RECORDS FOR THIS EXERCISE:
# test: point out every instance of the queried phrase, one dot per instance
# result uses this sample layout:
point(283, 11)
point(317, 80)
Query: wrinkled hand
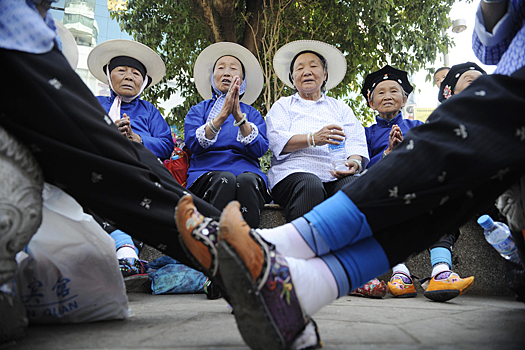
point(394, 138)
point(235, 91)
point(231, 101)
point(124, 126)
point(330, 134)
point(352, 170)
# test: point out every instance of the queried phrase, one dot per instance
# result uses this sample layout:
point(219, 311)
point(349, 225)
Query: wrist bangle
point(358, 162)
point(213, 128)
point(242, 121)
point(310, 140)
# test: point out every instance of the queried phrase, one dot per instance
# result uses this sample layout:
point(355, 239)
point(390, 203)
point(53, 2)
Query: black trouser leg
point(471, 150)
point(80, 150)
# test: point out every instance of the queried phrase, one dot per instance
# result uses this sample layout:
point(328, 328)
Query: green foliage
point(371, 33)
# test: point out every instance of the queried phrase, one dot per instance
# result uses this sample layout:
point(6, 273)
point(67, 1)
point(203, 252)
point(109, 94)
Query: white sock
point(126, 252)
point(439, 267)
point(400, 268)
point(288, 241)
point(314, 283)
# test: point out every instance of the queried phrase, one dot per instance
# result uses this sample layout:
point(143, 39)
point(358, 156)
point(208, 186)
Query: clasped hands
point(394, 138)
point(124, 126)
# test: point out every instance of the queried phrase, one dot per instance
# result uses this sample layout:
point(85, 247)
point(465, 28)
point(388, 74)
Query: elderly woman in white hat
point(129, 67)
point(302, 126)
point(225, 134)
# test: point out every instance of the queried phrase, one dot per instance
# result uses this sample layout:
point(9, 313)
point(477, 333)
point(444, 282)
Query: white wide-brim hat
point(335, 60)
point(103, 53)
point(69, 45)
point(252, 69)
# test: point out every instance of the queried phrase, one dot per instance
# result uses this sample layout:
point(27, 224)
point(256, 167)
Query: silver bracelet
point(358, 162)
point(242, 121)
point(213, 128)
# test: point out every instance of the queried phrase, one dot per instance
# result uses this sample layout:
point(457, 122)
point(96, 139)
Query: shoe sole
point(257, 328)
point(446, 294)
point(136, 284)
point(367, 296)
point(410, 295)
point(442, 295)
point(197, 266)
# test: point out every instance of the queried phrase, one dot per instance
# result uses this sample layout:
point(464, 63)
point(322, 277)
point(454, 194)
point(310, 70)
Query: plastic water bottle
point(338, 156)
point(499, 236)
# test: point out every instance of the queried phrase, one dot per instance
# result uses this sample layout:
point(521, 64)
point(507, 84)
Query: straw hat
point(69, 45)
point(334, 58)
point(103, 53)
point(204, 69)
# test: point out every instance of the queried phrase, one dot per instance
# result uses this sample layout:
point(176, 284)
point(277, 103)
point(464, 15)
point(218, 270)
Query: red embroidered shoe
point(447, 285)
point(402, 286)
point(261, 289)
point(375, 289)
point(199, 236)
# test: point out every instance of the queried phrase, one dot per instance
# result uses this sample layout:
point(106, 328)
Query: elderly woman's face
point(466, 79)
point(388, 97)
point(308, 73)
point(126, 81)
point(226, 68)
point(440, 76)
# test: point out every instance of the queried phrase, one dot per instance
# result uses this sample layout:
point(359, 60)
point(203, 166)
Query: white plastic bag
point(69, 272)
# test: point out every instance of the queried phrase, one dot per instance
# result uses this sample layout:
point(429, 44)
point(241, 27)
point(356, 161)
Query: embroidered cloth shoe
point(375, 289)
point(402, 286)
point(199, 236)
point(447, 285)
point(134, 272)
point(261, 289)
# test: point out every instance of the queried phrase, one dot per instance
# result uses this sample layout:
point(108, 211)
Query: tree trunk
point(217, 16)
point(254, 29)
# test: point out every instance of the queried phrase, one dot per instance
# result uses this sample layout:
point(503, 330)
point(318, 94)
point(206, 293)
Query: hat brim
point(69, 45)
point(203, 70)
point(335, 60)
point(104, 52)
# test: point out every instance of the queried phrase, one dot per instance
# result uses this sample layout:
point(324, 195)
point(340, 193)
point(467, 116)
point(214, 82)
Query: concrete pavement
point(183, 322)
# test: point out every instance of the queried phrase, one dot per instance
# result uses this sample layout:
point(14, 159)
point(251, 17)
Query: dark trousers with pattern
point(299, 193)
point(448, 170)
point(221, 187)
point(47, 106)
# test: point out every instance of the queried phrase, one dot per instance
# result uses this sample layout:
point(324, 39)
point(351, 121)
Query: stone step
point(472, 256)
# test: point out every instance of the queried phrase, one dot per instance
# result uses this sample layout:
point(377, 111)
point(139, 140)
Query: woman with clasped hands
point(225, 134)
point(302, 126)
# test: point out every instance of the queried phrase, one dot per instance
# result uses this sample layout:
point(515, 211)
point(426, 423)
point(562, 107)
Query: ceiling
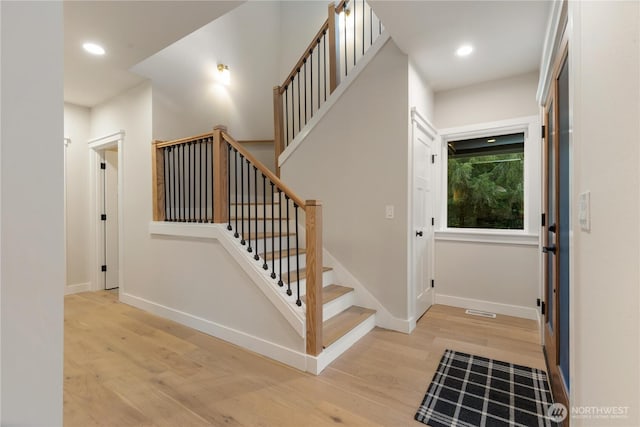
point(507, 37)
point(130, 31)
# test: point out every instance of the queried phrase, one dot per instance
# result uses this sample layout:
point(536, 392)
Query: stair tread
point(279, 254)
point(342, 323)
point(331, 292)
point(293, 276)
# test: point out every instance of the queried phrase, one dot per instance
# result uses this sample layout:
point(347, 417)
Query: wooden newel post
point(157, 172)
point(220, 176)
point(278, 126)
point(313, 214)
point(334, 48)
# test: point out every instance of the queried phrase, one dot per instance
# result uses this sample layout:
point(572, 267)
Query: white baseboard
point(364, 298)
point(250, 342)
point(493, 307)
point(78, 287)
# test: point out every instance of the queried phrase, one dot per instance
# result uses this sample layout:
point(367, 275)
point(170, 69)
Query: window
point(485, 182)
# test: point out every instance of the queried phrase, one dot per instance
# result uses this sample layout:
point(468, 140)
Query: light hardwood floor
point(124, 367)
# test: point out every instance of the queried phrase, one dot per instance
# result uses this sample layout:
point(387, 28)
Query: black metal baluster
point(249, 248)
point(189, 202)
point(167, 184)
point(363, 9)
point(174, 201)
point(264, 221)
point(299, 99)
point(370, 26)
point(324, 61)
point(229, 188)
point(273, 231)
point(280, 232)
point(206, 180)
point(304, 62)
point(255, 197)
point(286, 198)
point(242, 241)
point(298, 302)
point(184, 183)
point(344, 15)
point(286, 114)
point(355, 42)
point(235, 200)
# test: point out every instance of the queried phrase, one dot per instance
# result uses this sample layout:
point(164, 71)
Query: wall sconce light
point(223, 74)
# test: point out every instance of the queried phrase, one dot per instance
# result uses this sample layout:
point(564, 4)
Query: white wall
point(356, 169)
point(487, 102)
point(420, 94)
point(604, 64)
point(31, 212)
point(498, 277)
point(299, 22)
point(188, 98)
point(76, 128)
point(193, 276)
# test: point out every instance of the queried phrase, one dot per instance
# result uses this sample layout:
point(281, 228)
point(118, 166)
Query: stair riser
point(327, 279)
point(338, 305)
point(289, 263)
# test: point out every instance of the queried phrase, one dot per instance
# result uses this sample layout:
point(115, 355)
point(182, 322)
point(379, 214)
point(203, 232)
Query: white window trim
point(530, 125)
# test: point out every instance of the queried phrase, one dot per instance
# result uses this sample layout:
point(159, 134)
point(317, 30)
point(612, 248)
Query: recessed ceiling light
point(94, 49)
point(464, 50)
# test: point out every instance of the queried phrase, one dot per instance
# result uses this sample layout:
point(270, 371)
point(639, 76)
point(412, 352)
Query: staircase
point(344, 323)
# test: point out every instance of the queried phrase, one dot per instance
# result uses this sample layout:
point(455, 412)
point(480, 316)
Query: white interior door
point(423, 219)
point(111, 223)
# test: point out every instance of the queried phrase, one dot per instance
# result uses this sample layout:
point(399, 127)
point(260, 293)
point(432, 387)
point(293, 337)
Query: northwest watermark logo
point(557, 412)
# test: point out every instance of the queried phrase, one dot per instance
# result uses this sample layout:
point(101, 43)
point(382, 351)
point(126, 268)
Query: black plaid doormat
point(472, 391)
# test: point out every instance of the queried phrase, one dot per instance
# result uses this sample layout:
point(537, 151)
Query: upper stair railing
point(349, 31)
point(213, 178)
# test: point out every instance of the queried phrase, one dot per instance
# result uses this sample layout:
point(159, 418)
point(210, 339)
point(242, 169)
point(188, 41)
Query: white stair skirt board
point(250, 342)
point(276, 295)
point(77, 288)
point(316, 364)
point(364, 298)
point(342, 87)
point(493, 307)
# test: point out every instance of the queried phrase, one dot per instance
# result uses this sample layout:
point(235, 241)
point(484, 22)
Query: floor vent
point(481, 313)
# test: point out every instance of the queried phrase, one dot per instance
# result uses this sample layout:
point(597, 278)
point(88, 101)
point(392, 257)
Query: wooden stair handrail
point(270, 175)
point(305, 55)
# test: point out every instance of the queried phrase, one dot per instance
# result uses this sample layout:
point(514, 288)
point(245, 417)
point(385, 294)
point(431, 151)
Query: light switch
point(388, 212)
point(584, 211)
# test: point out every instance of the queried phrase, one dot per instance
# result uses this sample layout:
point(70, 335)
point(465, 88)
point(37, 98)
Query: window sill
point(502, 237)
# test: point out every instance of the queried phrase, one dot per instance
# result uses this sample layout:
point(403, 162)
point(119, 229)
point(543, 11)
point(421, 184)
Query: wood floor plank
point(125, 367)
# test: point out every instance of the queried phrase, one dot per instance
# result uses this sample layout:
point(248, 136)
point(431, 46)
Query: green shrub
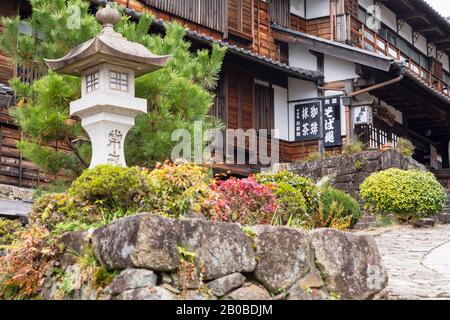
point(114, 187)
point(304, 186)
point(292, 209)
point(409, 194)
point(58, 210)
point(405, 147)
point(333, 218)
point(343, 202)
point(10, 231)
point(177, 188)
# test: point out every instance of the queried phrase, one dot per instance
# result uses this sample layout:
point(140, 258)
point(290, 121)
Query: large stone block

TASK OBJECTIVE: Exactly and only the lines from the top of the records down to the line containing "point(444, 282)" should be transcribed, please, without the pictures.

PROBLEM SOLUTION:
# test: point out every instance of the queried phrase, one dot per instance
# result uses this sample layout:
point(283, 11)
point(317, 80)
Query: wrinkled hand
point(394, 138)
point(235, 91)
point(231, 101)
point(124, 126)
point(330, 134)
point(352, 170)
# test: point out every instance of the queried phrase, one dot per instance
# result uses this sample layout:
point(219, 311)
point(349, 225)
Query: wrist bangle
point(358, 162)
point(213, 128)
point(242, 121)
point(310, 140)
# test: point out every instance of the queried phrase, one dot per instance
# result uses this sample layout:
point(355, 239)
point(390, 203)
point(53, 2)
Query: black trouser leg
point(471, 150)
point(80, 150)
# test: point out every instance of the queried phrase, one dot per instance
# result uses this sample layout:
point(328, 328)
Query: green foliage
point(371, 33)
# test: point out every instance of the queried phrase, one dot per instance
# result uses this sample layout:
point(6, 273)
point(67, 1)
point(203, 252)
point(109, 94)
Query: white sock
point(126, 252)
point(439, 267)
point(400, 268)
point(288, 241)
point(314, 283)
# test: point out every instance of the queried phrase, one dot per instance
# result uses this sample layout:
point(143, 39)
point(358, 156)
point(208, 186)
Query: clasped hands
point(394, 138)
point(124, 126)
# test: point out every instance of the queried phrase, one dot per instance
# result uses this sample layout:
point(85, 247)
point(465, 28)
point(388, 74)
Query: elderly woman in white hat
point(129, 67)
point(302, 126)
point(225, 134)
# test: point out every instance of the queried phrase, one dot per instance
# result uses this sample layout:
point(9, 313)
point(477, 333)
point(444, 282)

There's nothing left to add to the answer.